▶ Problem 1
Using the passage on patience and nonviolence, decide whether each statement agrees with it: (a) The passage says Gandhi is telling us to refrain from acting. (b) The passage gives sabr as one of the Arabic words for nonviolence. (c) The passage advises continuing your work while someone is talking to you. For each, answer yes or no and quote the words of the passage that decide it.
▶ Problem 2
Retype a section of the passage on patience and nonviolence, starting with "Wait. Wait. This" and going on through "in the recipe.".

▶ Page excerpt

____________________

Wait. Wait. This is not what it sounds like. Gandhi is not telling us to refrain from acting, he is talking about what attitude to cultivate once the wheels of nonviolence are set in motion: be patient. However hard it may seem. It’s like cooking a pot of soup because the family is hungry. If no one makes dinner and everyone says “wait,” no one will be fed. Waiting without action does nothing. But when you have already moved, the soup pot is full of water and it has not yet boiled, you wait for it to boil. That’s not to say you don’t start cutting your veggies or setting the table–similarly, in nonviolence, there is always something you can do while you are “waiting” — often what he called Constructive Programme. None of it alone completes the meal. It’s comprised of a number of ingredients all taking place at the right time in the recipe.
No movement can succeed by inaction, but Gandhi testified that no nonviolent action can really take hold without patience, for oneself and for others. (After all, one of the Arabic words for nonviolence is sabr, ‘patience, endurance.’) Patience is really a kind of mastery. The cultivation of patience can begin with one single, powerful practice that maintains the nonviolent attitude: one pointed attention. Try your best not to split your attention. Do one thing at a time; avoid the ever-present allure to multitask. When someone is talking to you, stop what you are doing and give them your full attention. If you are not able to, tell them you will give them your full attention when you have finished, and then return to giving your attention to what is in front of you. This ability to offer one pointed attention is a kind of daily training in the spirit of nonviolence. Wait. Wait. Things are not what they seem. Let’s figure it out.
Try to reduce multitasking today, including, if you dare, while driving. Refrain from asking others to multitask, too.

____________________

▶ Excerpted data

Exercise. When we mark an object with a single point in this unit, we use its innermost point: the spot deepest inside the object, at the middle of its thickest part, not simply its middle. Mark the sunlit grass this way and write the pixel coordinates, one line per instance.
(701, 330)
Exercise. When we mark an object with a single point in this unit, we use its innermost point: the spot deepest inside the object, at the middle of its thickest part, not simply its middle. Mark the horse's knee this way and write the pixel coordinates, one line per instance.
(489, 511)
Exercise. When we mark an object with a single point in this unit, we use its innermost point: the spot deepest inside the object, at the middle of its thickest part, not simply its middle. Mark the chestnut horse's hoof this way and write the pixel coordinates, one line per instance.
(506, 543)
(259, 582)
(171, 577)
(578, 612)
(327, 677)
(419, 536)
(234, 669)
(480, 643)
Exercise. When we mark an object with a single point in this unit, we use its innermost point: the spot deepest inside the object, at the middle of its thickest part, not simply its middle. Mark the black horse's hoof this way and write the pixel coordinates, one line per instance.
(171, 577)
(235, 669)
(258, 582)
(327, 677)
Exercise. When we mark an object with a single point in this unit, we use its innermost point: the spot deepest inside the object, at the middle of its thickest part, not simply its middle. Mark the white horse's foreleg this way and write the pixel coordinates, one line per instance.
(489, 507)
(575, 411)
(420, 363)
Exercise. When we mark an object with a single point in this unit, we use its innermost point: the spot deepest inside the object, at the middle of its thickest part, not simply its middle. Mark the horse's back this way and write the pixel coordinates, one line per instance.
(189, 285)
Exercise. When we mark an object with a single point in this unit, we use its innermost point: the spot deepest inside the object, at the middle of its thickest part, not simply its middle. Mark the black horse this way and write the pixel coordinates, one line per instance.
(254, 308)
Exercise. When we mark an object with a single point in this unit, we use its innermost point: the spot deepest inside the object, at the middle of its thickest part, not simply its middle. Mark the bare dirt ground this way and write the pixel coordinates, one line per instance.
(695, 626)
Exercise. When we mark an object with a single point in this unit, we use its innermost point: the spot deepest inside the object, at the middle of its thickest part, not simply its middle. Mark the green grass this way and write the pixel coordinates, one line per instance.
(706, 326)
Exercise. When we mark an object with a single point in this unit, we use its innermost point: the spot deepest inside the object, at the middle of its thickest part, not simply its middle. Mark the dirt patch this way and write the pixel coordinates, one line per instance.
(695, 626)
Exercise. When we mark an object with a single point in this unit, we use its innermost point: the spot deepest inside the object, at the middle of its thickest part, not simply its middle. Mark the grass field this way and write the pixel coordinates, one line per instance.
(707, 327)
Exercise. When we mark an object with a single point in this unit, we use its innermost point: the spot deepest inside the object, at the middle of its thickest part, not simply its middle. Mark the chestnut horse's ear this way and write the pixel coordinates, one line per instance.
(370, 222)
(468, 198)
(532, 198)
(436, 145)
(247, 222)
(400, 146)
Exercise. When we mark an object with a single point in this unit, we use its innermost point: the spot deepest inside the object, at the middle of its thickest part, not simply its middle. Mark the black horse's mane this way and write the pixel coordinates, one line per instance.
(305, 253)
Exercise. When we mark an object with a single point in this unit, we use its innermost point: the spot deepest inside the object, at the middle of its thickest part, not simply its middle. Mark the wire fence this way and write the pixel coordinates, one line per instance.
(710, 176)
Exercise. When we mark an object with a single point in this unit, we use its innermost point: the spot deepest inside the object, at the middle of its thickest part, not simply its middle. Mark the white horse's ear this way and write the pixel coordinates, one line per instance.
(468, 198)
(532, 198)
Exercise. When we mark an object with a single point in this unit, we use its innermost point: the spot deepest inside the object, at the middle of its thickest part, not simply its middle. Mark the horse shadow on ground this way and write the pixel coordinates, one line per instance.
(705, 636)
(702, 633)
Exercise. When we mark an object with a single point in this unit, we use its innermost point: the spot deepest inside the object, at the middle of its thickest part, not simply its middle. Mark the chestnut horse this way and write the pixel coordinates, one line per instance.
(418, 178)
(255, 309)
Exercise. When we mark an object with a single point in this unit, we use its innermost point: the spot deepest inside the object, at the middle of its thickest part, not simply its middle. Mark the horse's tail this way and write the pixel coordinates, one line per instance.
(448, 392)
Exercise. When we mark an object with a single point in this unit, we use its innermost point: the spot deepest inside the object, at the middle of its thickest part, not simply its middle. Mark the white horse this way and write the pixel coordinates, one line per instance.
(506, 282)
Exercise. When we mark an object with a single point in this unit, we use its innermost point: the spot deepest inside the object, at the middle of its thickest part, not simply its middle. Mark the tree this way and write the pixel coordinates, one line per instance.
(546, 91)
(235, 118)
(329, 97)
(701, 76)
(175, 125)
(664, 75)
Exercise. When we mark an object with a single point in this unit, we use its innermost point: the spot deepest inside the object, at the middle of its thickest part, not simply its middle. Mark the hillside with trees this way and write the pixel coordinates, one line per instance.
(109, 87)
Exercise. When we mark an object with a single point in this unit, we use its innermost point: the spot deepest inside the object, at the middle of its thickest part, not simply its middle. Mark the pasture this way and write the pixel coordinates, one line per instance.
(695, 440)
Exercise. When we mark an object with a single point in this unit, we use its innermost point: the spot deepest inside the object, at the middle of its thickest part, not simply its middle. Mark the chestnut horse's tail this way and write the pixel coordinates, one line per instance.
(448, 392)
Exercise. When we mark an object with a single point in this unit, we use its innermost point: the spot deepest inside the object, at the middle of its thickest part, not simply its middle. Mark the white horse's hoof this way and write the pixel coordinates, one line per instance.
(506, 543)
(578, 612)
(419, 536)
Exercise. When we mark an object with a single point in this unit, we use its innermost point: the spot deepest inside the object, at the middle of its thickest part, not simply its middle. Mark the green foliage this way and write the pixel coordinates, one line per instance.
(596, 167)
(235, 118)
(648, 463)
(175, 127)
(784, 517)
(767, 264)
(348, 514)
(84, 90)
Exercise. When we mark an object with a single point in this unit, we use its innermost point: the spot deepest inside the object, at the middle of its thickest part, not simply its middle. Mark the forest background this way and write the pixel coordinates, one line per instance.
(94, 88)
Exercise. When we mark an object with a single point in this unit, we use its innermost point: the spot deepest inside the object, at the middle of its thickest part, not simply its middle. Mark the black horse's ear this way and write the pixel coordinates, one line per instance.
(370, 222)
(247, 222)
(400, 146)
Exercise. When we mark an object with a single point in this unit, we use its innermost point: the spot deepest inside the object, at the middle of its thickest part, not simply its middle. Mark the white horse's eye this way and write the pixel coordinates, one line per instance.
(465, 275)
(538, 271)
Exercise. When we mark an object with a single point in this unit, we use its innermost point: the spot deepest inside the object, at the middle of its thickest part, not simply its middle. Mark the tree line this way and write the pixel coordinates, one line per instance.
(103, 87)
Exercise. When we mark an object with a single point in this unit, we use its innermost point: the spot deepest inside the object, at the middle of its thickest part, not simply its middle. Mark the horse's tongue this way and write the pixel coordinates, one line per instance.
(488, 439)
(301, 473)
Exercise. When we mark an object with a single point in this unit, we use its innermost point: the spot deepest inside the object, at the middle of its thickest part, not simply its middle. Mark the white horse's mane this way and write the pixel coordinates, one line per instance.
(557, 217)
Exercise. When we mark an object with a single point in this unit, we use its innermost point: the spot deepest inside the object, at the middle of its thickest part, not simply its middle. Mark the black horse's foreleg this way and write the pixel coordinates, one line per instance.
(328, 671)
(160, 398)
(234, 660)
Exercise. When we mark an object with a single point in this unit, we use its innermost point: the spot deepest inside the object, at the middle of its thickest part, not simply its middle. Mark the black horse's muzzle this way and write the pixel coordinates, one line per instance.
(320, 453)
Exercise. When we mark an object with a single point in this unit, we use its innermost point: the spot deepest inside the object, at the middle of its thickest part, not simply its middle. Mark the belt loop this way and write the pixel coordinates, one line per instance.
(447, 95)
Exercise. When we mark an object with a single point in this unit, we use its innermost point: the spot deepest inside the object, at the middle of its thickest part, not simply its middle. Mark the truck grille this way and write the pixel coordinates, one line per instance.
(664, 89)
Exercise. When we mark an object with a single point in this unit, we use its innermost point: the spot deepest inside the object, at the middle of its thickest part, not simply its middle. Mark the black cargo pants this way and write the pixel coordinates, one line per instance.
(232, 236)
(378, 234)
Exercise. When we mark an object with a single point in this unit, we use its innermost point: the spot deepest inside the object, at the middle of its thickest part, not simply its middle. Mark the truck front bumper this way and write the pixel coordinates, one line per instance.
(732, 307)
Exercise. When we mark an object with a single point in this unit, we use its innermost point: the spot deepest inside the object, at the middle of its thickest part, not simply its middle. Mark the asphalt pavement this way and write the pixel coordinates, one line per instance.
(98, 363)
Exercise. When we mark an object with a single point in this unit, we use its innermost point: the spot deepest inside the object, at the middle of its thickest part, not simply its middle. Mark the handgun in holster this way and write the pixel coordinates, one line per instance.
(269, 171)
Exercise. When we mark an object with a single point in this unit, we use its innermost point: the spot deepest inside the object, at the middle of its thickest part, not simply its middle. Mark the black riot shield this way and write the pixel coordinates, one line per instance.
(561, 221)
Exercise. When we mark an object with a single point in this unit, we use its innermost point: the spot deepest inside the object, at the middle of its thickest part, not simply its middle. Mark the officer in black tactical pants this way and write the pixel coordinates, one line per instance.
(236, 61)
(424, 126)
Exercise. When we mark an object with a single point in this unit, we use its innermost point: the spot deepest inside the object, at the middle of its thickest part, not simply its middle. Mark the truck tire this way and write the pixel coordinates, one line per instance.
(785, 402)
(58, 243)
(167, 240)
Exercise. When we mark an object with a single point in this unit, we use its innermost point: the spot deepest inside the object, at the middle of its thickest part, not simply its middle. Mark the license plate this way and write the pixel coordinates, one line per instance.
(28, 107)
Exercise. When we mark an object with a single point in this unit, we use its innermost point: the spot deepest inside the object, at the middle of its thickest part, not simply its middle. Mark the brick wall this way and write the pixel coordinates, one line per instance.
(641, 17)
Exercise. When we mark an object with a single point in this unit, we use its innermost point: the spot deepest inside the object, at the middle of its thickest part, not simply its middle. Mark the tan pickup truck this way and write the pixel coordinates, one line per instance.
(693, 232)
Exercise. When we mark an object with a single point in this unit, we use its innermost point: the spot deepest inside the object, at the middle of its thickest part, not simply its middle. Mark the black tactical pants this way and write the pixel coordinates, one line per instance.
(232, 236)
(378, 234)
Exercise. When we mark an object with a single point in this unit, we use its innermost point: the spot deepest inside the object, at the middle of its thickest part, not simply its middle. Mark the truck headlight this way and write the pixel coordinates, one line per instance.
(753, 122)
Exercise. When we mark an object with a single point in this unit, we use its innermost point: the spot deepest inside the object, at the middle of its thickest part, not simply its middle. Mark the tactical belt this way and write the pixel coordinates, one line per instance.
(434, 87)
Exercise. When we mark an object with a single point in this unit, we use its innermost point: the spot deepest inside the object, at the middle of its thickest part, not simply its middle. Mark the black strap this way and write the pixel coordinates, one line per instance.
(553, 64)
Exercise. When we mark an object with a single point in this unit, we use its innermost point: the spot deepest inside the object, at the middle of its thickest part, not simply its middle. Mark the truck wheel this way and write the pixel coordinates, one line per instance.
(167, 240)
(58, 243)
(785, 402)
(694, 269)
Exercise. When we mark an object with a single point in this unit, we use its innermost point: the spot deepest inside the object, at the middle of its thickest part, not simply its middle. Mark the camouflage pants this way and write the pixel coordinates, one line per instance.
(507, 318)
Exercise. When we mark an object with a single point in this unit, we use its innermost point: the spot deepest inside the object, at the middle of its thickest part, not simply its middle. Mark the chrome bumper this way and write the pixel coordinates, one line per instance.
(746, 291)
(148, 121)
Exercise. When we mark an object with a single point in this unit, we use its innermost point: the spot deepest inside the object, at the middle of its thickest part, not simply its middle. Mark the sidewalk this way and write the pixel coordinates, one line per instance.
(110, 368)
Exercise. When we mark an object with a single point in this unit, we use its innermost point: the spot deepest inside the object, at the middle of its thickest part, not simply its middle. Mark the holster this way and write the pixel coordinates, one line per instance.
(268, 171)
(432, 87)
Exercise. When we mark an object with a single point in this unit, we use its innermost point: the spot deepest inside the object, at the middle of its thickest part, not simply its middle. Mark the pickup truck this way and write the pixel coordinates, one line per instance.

____________________

▶ Answer box 1
(a) No: "Gandhi is not telling us to refrain from acting"
(b) Yes: "one of the Arabic words for nonviolence is sabr, ‘patience, endurance.’"
(c) No: "When someone is talking to you, stop what you are doing and give them your full attention."

▶ Answer box 2
Wait. Wait. This is not what it sounds like. Gandhi is not telling us to refrain from acting, he is talking about what attitude to cultivate once the wheels of nonviolence are set in motion: be patient. However hard it may seem. It’s like cooking a pot of soup because the family is hungry. If no one makes dinner and everyone says “wait,” no one will be fed. Waiting without action does nothing. But when you have already moved, the soup pot is full of water and it has not yet boiled, you wait for it to boil. That’s not to say you don’t start cutting your veggies or setting the table–similarly, in nonviolence, there is always something you can do while you are “waiting” — often what he called Constructive Programme. None of it alone completes the meal. It’s comprised of a number of ingredients all taking place at the right time in the recipe.